### WHAT THE TASK ASKS
Could you repeat all of the material below word for word, leaving the pictures out of your answer?

### DATA LINES
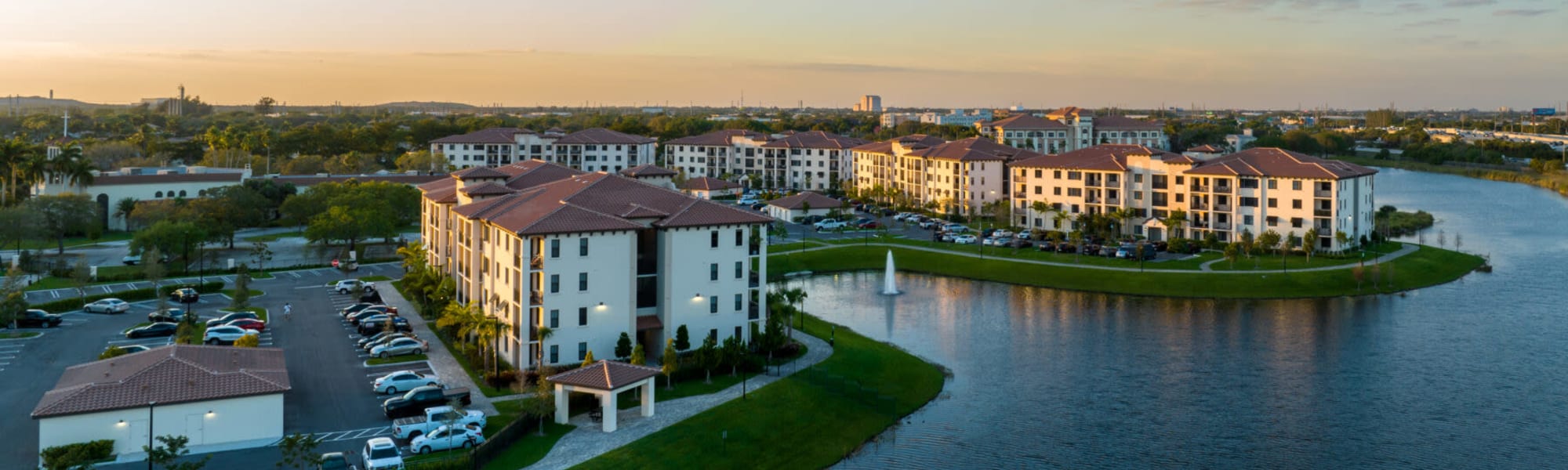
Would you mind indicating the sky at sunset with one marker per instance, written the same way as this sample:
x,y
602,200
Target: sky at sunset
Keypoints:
x,y
1216,54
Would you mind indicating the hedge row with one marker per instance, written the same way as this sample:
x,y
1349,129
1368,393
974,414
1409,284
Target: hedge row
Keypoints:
x,y
78,455
126,295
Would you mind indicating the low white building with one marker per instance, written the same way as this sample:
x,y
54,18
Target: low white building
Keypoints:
x,y
804,204
219,397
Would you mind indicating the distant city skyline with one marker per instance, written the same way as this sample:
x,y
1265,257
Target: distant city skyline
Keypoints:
x,y
1138,54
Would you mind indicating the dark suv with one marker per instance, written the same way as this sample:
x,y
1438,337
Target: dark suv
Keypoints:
x,y
38,319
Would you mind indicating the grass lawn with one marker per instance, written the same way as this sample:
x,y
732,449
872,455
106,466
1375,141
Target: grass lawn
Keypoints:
x,y
808,421
397,360
1421,269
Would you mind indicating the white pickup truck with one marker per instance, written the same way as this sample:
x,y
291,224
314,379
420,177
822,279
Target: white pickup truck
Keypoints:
x,y
435,418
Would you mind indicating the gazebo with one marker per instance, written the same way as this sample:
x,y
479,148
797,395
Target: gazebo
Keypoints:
x,y
606,380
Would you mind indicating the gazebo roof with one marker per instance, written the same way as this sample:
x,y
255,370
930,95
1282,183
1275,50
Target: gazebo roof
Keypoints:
x,y
604,375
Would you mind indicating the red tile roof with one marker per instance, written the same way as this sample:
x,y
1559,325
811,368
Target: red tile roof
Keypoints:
x,y
159,179
916,140
1028,123
495,136
1103,157
717,139
169,375
975,150
601,136
797,201
604,375
1269,162
708,184
648,172
816,140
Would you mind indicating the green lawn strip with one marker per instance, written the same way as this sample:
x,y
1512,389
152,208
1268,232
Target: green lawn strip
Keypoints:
x,y
397,360
1421,269
808,421
531,449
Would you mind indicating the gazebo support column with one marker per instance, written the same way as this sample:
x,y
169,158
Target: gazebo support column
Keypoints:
x,y
648,399
608,400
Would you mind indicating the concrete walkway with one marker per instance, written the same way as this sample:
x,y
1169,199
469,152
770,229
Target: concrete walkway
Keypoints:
x,y
441,361
1406,250
589,441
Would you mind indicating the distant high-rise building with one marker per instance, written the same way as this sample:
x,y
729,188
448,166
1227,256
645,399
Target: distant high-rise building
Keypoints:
x,y
869,104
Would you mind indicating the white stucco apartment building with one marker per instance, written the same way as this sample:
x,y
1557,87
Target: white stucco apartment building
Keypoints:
x,y
593,256
590,150
1254,190
960,176
796,161
219,397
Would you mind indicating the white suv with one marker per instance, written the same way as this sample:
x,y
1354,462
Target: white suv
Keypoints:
x,y
382,455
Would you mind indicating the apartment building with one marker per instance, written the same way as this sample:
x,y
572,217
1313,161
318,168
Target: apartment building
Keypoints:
x,y
1254,192
593,256
960,176
592,150
1073,132
796,161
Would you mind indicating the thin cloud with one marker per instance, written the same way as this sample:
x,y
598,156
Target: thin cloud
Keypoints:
x,y
1523,12
1432,23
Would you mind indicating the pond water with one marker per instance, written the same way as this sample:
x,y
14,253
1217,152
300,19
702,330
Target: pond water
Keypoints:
x,y
1468,375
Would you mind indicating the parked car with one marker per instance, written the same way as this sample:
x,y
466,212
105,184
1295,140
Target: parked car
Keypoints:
x,y
347,286
382,454
225,334
158,330
382,338
448,438
415,402
184,295
829,225
404,380
107,306
249,324
231,317
369,328
38,319
172,316
435,418
401,347
335,461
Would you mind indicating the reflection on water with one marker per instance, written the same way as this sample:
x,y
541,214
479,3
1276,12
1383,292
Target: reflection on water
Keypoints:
x,y
1468,375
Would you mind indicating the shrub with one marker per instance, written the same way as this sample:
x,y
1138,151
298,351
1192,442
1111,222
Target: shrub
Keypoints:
x,y
78,455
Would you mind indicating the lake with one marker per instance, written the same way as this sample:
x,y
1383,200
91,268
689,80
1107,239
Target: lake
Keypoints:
x,y
1468,375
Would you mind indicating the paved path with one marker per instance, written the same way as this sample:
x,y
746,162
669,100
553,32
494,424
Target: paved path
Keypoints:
x,y
589,441
446,366
1406,250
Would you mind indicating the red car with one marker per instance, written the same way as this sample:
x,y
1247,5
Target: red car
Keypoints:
x,y
249,324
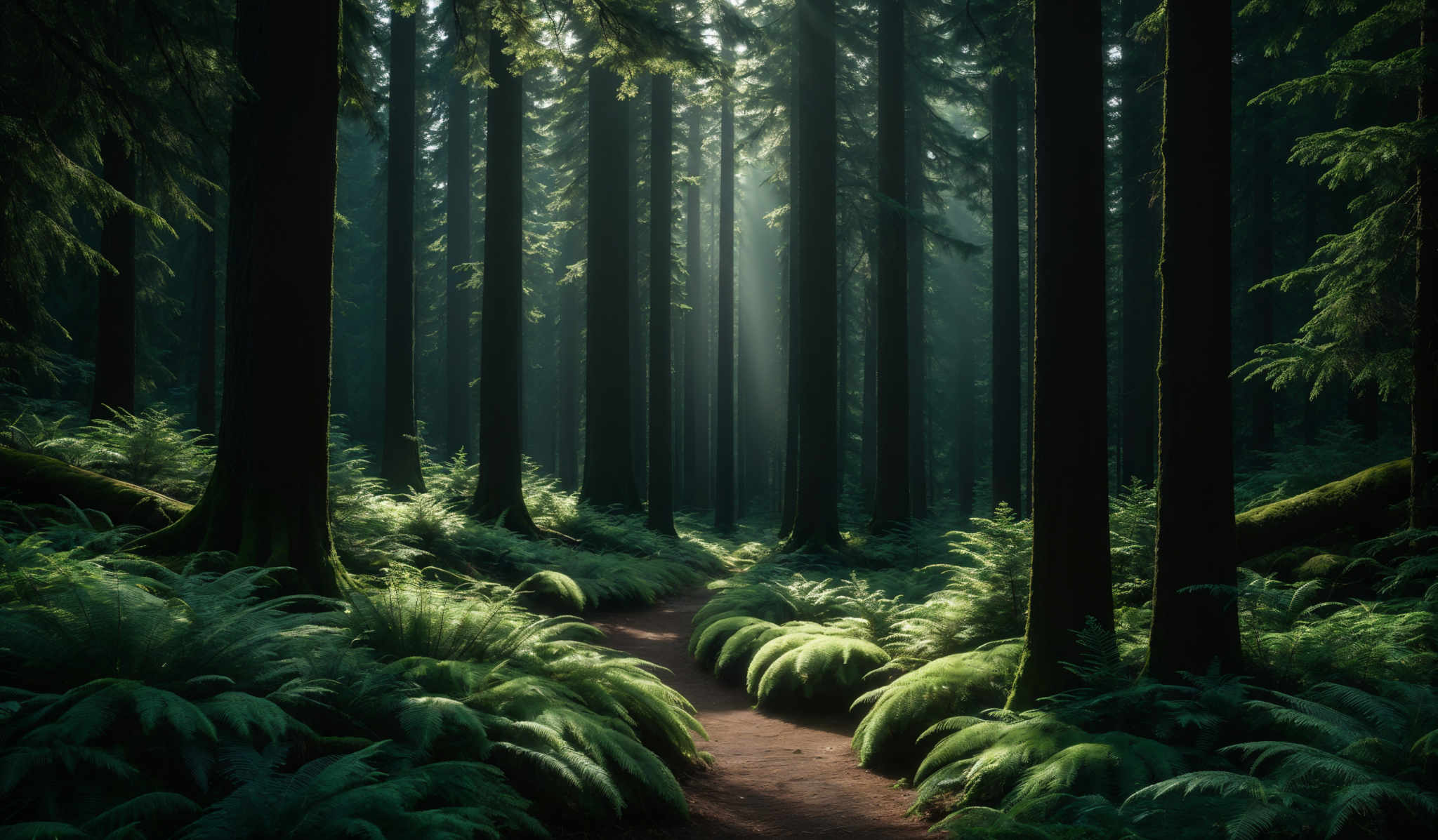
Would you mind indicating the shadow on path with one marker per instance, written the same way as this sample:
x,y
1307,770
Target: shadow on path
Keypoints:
x,y
772,777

### SOLUTION TO THIS PROBLEM
Would you mind indicating the sky at sunset with one marker per instance, written the same way as this sample:
x,y
602,200
Target: sky at sunset
Keypoints:
x,y
1216,54
Would you mind indicating the hedge row with one marker per instance, written the same way as this sample:
x,y
1349,129
1368,393
974,414
1409,284
Target: hedge row
Keypoints:
x,y
78,455
126,295
Would you mind indicating the low white building with one marker per instance, written the same way as this sample:
x,y
54,18
Target: low white building
Keypoints:
x,y
804,204
219,397
Would you mind indicating the distant city skyline with one marker per instance, written the same way as this sample:
x,y
1265,257
Target: distant city skyline
Keypoints:
x,y
1138,54
Would you mind indicating the dark suv with one marker per instance, written the same way as this sample:
x,y
1438,337
Target: dark suv
Keypoints:
x,y
38,319
Would you mind indicating the grass lawn with one marker per instance, written the same way as this sample:
x,y
732,449
872,455
106,466
1375,141
Target: grass lawn
Keypoints:
x,y
808,421
397,360
1421,269
Would you mind indicating the white pickup truck with one marker per instance, written the same way as this sample:
x,y
291,224
314,379
420,177
822,279
Target: white pickup truck
Keypoints:
x,y
435,418
Would you mind indicating the gazebo with one marker per instance, written the same way as this sample:
x,y
479,148
797,395
Target: gazebo
Keypoints:
x,y
606,380
Would you mind indicating the gazebo roof with one marker per instance, written the same way as this sample:
x,y
255,370
930,95
1282,183
1275,50
Target: gazebo roof
Keypoints:
x,y
604,375
Would you mind indicating the red tile roof with one marker per instance, written the same way as this sample:
x,y
1559,325
811,368
Target: red tile roof
Keypoints:
x,y
159,179
916,140
1028,123
495,136
1103,157
717,139
169,375
975,150
601,136
797,201
604,375
1269,162
708,184
648,172
816,140
Would you mind indicating the green lawn strip with one marker per instance, written the same way as this sample:
x,y
1512,389
152,208
1268,232
Target: green lawn strip
Keypoints:
x,y
397,360
1421,269
808,421
531,449
Would you mind indicating the gazebo support column with one marker per instance, written the same way as this sample:
x,y
169,158
Target: gazebo support column
Keypoints:
x,y
648,399
608,400
Would you mind indicating the concrete walkway with one marker per instance, written the same way as this sample:
x,y
1169,199
469,152
770,229
Target: concrete walkway
Keypoints:
x,y
441,361
1406,250
589,441
Would you mind indicating the distant high-rise building with one marker per instance, written the same way as this sample:
x,y
729,188
448,166
1227,256
645,399
Target: distant high-rise building
Keypoints:
x,y
869,104
Would you mind indicating the white stucco apartment building with one marker per instance, written the same way as this sample:
x,y
1557,87
Target: white stucco apartment building
Keypoints:
x,y
593,256
590,150
1254,190
960,176
796,161
219,397
Would you mind indicating the white suv with one marker per instance, written the same way as this sample:
x,y
1354,462
Target: white suv
Keypoints:
x,y
382,455
Would you mind indicating the apartment building with one marker per instance, written the same way as this sample:
x,y
572,217
1313,161
318,168
Target: apartment building
Keypoints:
x,y
1254,192
593,256
960,176
592,150
1073,132
796,161
Would you mind indicating the thin cloud with one marker per instance, written the same way as this sample:
x,y
598,156
Target: thin cloud
Keypoints:
x,y
1523,12
1432,23
Would you mind indicating the pond water with one marker per instance, written the same way as this sample:
x,y
14,253
1217,152
300,19
702,330
Target: pond water
Keypoints:
x,y
1468,375
Would you mind indicating the parked car with one marker per instance, written the same way as this sample:
x,y
466,212
105,184
1295,140
Target: parked car
Keypoints:
x,y
347,286
382,454
225,334
158,330
382,338
448,438
415,402
184,295
829,225
404,380
107,306
249,324
231,317
369,328
38,319
172,316
435,418
401,347
335,461
Would you mind indicating the reflection on water with one marker per instance, written the same way as this sample:
x,y
541,214
479,3
1276,12
1383,292
Target: reflection on water
Keypoints:
x,y
1468,375
Would you mind indicating the shrub with one marker per instance, written the same way as this sample:
x,y
1138,151
298,351
1192,442
1111,222
Target: shrub
Keypoints:
x,y
78,455
Would you mind indicating the lake with one marker per instance, written the same way as this sample:
x,y
1383,200
91,268
689,80
1107,239
Target: lake
Keypoints:
x,y
1468,375
Would you mind indicating the paved path with one marker per instance, written the same way as this sample:
x,y
746,162
669,100
553,32
494,424
Target: paved path
Keypoints:
x,y
589,441
446,366
1406,250
Would you mind indicating the red car with one marker per instance, written the same way as this sample:
x,y
1247,5
Target: red car
Keypoints:
x,y
249,324
Would you mind indicating the shadow on path with one marker per instance, written the same way as this sample:
x,y
1307,770
Target: shadow on path
Keypoints:
x,y
772,777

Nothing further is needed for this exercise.